***** Data listing *****

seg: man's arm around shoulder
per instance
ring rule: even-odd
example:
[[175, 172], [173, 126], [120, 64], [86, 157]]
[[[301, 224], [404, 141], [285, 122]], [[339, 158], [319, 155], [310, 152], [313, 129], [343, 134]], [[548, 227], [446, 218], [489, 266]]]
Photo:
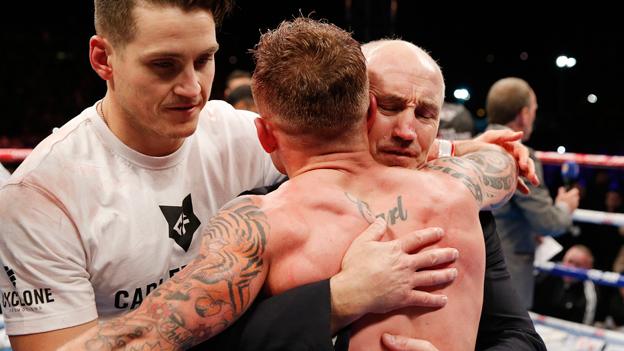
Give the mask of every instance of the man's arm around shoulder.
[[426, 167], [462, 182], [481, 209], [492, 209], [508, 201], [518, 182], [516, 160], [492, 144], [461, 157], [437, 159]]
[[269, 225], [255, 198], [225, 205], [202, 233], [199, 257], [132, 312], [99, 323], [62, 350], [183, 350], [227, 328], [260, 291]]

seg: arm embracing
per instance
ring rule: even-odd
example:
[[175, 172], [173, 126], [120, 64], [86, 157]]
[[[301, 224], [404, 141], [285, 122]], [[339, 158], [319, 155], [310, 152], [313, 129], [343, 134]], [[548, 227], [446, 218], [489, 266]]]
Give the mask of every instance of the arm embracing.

*****

Task details
The expected result is every line from the material above that includes "embracing".

Solved problem
seg: arm embracing
Give the mask of every instance of the arm embracing.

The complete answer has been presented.